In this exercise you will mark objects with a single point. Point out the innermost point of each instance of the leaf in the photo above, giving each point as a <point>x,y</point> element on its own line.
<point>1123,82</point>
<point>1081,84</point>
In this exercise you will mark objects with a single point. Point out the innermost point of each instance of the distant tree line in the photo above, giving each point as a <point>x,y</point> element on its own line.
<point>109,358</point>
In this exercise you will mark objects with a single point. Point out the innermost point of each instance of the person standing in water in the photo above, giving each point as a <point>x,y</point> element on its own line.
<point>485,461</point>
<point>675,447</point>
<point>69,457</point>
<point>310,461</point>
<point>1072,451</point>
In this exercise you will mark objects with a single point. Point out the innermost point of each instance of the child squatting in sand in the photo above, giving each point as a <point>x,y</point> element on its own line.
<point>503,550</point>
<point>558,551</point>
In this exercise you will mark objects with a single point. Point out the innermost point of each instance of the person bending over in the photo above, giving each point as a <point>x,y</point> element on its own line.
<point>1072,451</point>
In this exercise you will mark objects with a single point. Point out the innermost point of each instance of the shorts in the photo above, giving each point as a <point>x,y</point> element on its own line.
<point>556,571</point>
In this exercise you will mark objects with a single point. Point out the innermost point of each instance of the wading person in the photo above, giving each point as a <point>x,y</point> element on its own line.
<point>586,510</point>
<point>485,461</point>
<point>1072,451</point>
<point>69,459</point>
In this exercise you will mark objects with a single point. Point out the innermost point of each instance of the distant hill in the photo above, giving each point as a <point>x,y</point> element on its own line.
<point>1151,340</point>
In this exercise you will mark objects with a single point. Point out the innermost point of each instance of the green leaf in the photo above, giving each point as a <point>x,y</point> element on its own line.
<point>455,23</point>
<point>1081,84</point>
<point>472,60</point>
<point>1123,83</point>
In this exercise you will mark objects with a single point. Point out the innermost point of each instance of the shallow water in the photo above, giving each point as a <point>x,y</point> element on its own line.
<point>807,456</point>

----------

[What to work on]: Print every line you see above, exactly as written.

[Solution for this problem]:
In this exercise you will mark objects with a single point. Point out the innermost point of each instance of the leaf in the photo above, giving each point as a <point>x,y</point> element on its own line.
<point>1123,82</point>
<point>1081,84</point>
In this exercise you will mark objects with a single point. Point out the innermost point of each instance of the distant tree line in the photo above, giving each point as a <point>x,y</point> element on its own line.
<point>109,358</point>
In this exercise you will mark objects with a single point. Point out the innermost point of each instance of the person standing in water in the photo above, giving each point as a <point>x,y</point> element on its own line.
<point>485,461</point>
<point>675,447</point>
<point>69,457</point>
<point>310,461</point>
<point>1072,451</point>
In this exercise you will mark objects with a single point. Point out the innermost point of each instance of the child squatting in sand in the photo above, giving each point as a <point>x,y</point> element on its own line.
<point>503,550</point>
<point>558,551</point>
In this exercise you will mark objects with a single point. Point out the innermost point of each instance of the person bending over in the photo above, giving each point as a <point>x,y</point> element on its own line.
<point>1072,451</point>
In this exercise you will mark objects with a single point. Point out the innermost point of each instance of the shorts in the photo above, giving each point as a <point>x,y</point> element on its own line.
<point>556,571</point>
In this exercise you will mark objects with a single point. Point out the innermost point of each instance of the wading person in the photo above, giving each point as a <point>x,y</point> element on its own line.
<point>586,510</point>
<point>485,461</point>
<point>1072,451</point>
<point>69,459</point>
In this exercise you will mark objects with a single point. Point out the innermost point of each instance of the distant hill in the photo above, giving each point as a <point>x,y</point> element on its own line.
<point>1151,340</point>
In this exercise you will mark objects with a single point. Point out the innermost point of each instance of the green leaf in the photo above, giving each point as a <point>x,y</point> element on its own line.
<point>455,23</point>
<point>1081,84</point>
<point>472,60</point>
<point>1123,83</point>
In this exercise you will mark objects with a single point. Point out the innermost point of each instance of the shallow water in the photo above, giving each point as a <point>x,y</point> element on its own line.
<point>807,456</point>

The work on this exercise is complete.